We should note that the Obama administration did shift $50 million into Alzheimer’s research for fiscal year 2012 and requested an additional $80 million for fiscal year 2013. It alsodedicated nearly $80 million in stimulus money to Alzheimer’s for each of two fiscal years, 2009 and 2010.

Still, these temporary increases were not built into the ongoing baseline. The baseline level has remained fairly constant since Obama took office, at about $450 million a year. And that amount is due to be cut back this year due to the across-the-board cuts known as sequestration.

*Parts of the exercise:*
1. According to the passage on Alzheimer's research funding, why is the baseline amount due to be cut back this year?
2. Answer from the passage on Alzheimer's research funding:
(a) How much did the Obama administration shift into Alzheimer's research for fiscal year 2012?
(b) For which two fiscal years was stimulus money dedicated to Alzheimer's?
(c) At about what yearly level has the baseline remained since Obama took office?
3. Extend the passage on Alzheimer's research funding from where it stops.

[Items listed in a dataset]

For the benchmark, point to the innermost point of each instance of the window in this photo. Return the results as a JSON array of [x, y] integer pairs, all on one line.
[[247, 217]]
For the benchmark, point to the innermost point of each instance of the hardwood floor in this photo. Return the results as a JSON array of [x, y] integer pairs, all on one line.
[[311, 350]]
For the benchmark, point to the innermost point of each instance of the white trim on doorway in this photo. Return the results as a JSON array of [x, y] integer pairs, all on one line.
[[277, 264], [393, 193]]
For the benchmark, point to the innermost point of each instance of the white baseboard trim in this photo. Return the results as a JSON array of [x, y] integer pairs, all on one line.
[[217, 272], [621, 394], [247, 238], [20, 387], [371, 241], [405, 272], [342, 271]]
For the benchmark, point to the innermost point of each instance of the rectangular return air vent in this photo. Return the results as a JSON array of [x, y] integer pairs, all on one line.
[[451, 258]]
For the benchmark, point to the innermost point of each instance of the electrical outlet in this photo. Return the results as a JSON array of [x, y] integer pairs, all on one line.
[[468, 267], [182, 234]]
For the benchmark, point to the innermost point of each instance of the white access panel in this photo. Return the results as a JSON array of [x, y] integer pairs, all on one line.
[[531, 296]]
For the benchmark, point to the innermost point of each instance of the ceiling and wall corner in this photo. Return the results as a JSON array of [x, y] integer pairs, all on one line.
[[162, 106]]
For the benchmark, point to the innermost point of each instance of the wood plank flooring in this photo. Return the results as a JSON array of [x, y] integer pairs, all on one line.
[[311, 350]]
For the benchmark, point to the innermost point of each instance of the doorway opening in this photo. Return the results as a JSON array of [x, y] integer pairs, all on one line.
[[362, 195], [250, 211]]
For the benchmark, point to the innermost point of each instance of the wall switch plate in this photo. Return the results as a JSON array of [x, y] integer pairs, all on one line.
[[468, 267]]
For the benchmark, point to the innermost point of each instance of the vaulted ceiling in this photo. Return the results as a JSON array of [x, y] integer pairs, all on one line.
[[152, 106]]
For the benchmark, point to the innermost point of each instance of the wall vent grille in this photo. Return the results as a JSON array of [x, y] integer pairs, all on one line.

*Answers to this exercise:*
1. It is due to be cut back because of the across-the-board cuts known as sequestration.

2.
(a) $50 million
(b) 2009 and 2010
(c) About $450 million a year

3.
"After many years of expansion under the Clinton administration, the budget for the National Institutes of Health has remained relatively stagnant for more than a decade," said Deborah E. Barnes, an Alzheimer’s specialist at the University of California, San Francisco. "This has put the squeeze on scientists. In the past, the top 25 percent to 30 percent of research proposals would receive funding. Now it is the top 5 percent to 10 percent. This means that a lot of really good research is not being funded, and our progress toward finding a cure for Alzheimer's and other important disorders has been slowed. The funding for NIH comes from taxpayer dollars, so excessive taxation is clearly not the problem."

The other key obstacle our experts cited is the nature of the disease itself.

If Bachmann is looking for diseases that have been sidetracked by bureaucratic or regulatory hurdles, "Alzheimer's is about the worst example she could give," said R. Alta Charo, a bioethicist at the University of Wisconsin.

The disease, she said, "develops over years from causes still unclear. The real dilemma for Alzheimer's drug trials -- or for trials of any disease that develops slowly with symptoms that may easily be due to other diseases and which may be of varying intensity -- is that there is no form of standard clinical trial that can test interventions and cures within a reasonable time frame."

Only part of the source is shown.